═════ Given data ═════

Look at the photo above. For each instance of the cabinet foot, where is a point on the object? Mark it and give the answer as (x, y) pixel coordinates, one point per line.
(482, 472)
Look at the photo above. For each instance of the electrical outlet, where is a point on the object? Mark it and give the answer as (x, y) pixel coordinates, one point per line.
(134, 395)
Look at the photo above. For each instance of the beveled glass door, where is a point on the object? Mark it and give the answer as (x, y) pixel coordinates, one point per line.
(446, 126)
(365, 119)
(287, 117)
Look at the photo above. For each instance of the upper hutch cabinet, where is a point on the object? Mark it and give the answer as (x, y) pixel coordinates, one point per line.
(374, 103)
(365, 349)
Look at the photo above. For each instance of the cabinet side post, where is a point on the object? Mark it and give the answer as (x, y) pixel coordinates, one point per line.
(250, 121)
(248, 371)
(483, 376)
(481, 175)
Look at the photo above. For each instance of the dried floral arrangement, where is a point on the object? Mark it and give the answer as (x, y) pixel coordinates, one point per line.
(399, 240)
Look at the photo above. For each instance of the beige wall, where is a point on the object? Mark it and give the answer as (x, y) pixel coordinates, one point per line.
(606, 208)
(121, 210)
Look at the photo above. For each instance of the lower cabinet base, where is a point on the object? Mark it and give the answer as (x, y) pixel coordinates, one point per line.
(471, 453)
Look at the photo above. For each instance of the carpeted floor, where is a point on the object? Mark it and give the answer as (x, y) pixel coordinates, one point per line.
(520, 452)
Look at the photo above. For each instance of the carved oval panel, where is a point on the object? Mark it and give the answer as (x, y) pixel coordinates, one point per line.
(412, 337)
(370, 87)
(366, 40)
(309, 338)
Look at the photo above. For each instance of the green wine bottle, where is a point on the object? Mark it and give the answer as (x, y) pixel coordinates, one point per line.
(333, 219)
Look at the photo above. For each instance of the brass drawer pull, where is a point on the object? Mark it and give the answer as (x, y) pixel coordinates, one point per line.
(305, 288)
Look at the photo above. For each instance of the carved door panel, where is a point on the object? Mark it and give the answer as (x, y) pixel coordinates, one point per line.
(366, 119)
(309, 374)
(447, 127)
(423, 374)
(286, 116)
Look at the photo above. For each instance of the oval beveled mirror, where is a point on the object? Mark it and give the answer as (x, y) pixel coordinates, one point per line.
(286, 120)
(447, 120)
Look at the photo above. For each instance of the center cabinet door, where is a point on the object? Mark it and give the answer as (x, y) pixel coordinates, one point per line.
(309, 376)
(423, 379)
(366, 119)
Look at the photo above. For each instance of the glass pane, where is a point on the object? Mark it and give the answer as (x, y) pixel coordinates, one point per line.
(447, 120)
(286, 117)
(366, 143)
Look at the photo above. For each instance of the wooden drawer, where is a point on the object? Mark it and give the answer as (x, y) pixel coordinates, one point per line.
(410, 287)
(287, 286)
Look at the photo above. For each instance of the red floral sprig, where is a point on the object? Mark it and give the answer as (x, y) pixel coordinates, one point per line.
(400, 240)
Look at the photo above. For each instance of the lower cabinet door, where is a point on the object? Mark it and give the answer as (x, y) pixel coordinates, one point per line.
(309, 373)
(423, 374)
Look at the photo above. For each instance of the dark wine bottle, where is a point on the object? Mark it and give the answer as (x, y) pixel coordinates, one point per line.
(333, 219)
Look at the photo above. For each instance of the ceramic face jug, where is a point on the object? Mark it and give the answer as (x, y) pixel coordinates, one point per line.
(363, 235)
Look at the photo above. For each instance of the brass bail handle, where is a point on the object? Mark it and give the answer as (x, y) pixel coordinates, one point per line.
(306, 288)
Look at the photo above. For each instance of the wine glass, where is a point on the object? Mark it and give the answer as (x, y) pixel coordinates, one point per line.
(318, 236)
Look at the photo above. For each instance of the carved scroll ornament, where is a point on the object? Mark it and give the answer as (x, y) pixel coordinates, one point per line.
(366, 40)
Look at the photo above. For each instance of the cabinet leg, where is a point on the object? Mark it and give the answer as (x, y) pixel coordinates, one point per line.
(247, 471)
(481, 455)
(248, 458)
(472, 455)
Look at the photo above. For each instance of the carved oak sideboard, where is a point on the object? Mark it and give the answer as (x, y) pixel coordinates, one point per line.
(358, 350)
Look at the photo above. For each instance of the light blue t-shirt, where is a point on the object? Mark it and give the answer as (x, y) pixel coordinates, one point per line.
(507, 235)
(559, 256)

═════

Work to complete: Copy every entry exactly as it is given.

Result for this task:
Look at the photo above. For each instance of the cabinet foot, where is a point on the object? Mark it and give the answer as (x, y) pixel coordinates, one point per line.
(482, 472)
Look at the photo above. For each instance of the electrical outlet, where is a point on the object? Mark it and give the answer as (x, y) pixel coordinates, one point per line.
(134, 395)
Look at the photo above. For each instance of the beveled glass door, where is a point on the object? Mark it and give the answer as (x, y) pixel coordinates, one point per line.
(446, 126)
(365, 119)
(287, 117)
Look at the photo above. For each instance of the upper hutch cabinet, where is a point on the object? Mark it and give the answer as (x, y) pixel coordinates, one point per line.
(374, 103)
(365, 349)
Look at the photo above. For each instance of the cabinet side post, where is a point on the object? Mark it and give the answer as (x, y) pixel coordinates, one point per line.
(250, 121)
(248, 371)
(483, 376)
(481, 175)
Look at the photo above. For each instance of the dried floral arrangement, where is a point on the object? Mark it and give the answer as (x, y) pixel coordinates, one point per line.
(399, 240)
Look at the photo above. For each instance of the beige wall, where is a point on the object? Mark it and give the answer as (x, y) pixel coordinates, one point per line.
(606, 208)
(121, 210)
Look at the photo above. For each instance of the lower cabinet base, where is a point on the object? Mark it and give the answer as (x, y) pixel coordinates, one point per line.
(471, 453)
Look at the photo above. For each instance of the carpeted floor, where is a point on the object? Mark it and give the answer as (x, y) pixel coordinates, one point per line.
(520, 452)
Look at the photo above. For each instance of the carved oval panel, where is a point on the object? Mark it and give the answer as (x, y) pixel coordinates, one point per line.
(412, 337)
(370, 87)
(366, 40)
(309, 338)
Look at the photo above. For each instance of the green wine bottle, where is a point on the object? Mark it and give the answer as (x, y) pixel coordinates, one point per line.
(333, 219)
Look at the photo above. For each instance of the brass drawer pull, where is a point on the object? Mark it and give the answer as (x, y) pixel coordinates, one point per line.
(305, 288)
Look at the photo above. For each instance of the carved door panel, where is a point on the object? Mark it and give the answer as (x, y) pixel coordinates, one point per line.
(366, 119)
(309, 374)
(447, 127)
(423, 374)
(286, 116)
Look at the photo above. For each instance of the oval beveled mirror, where is a point on the object? Mark it and give the answer as (x, y) pixel coordinates, one point per line.
(286, 120)
(447, 120)
Look at the photo above. For each instance of the center cabinet door, where is a point on the object? Mark it and give the answer as (x, y) pixel coordinates, one point per line.
(309, 376)
(423, 379)
(366, 119)
Look at the photo above. For each instance of the glass pane, where is a point on the object? Mark it and give the answer as (x, y) pixel coordinates, one point per line.
(447, 120)
(286, 117)
(366, 143)
Look at the photo above. For each instance of the wooden drawer, where is a point on the object? Mark it and give the answer as (x, y) pixel coordinates, one point per line.
(410, 287)
(287, 286)
Look at the photo above. For each instance of the red floral sprig, where is a point on the object? Mark it and give the answer as (x, y) pixel coordinates, one point per line.
(400, 240)
Look at the photo above. For each instance of the lower cabinet door, where is a point on the object? Mark it and give the answer as (x, y) pixel coordinates, one point per line.
(309, 373)
(423, 374)
Look at the photo above. For each instance of the dark wine bottle, where is a point on the object? Mark it and give the answer as (x, y) pixel coordinates, one point per line.
(333, 219)
Look at the photo above. For each instance of the ceramic face jug, where is a point on the object? Mark it and give the answer as (x, y) pixel coordinates, one point per line.
(363, 235)
Look at the photo above. For each instance of the brass bail handle, where is a point on the object? Mark it and give the answer as (x, y) pixel coordinates, one point per line.
(306, 288)
Look at the photo above. For each instance of the wine glass, where is a point on the object? Mark it and give the answer as (x, y) pixel coordinates, one point per line.
(318, 236)
Look at the photo above. For each instance of the carved scroll ornament, where is a point on the object? Mark it and give the answer as (x, y) pixel coordinates, one point per line.
(366, 40)
Look at the photo above. For each instance of the cabinet leg, where is a point on the object? Mark it and give the answer as (x, y) pixel coordinates, one point per line.
(247, 471)
(481, 455)
(248, 458)
(472, 455)
Look at the photo above. For each instance of the carved oak sideboard, where is a point on the object? Mark it and give the answer as (x, y) pixel coordinates, one point per line.
(358, 350)
Look at the photo above. For each instance of the light blue t-shirt, where is a point on the object? Mark it and give the answer as (x, y) pixel coordinates, one point per line.
(507, 235)
(559, 256)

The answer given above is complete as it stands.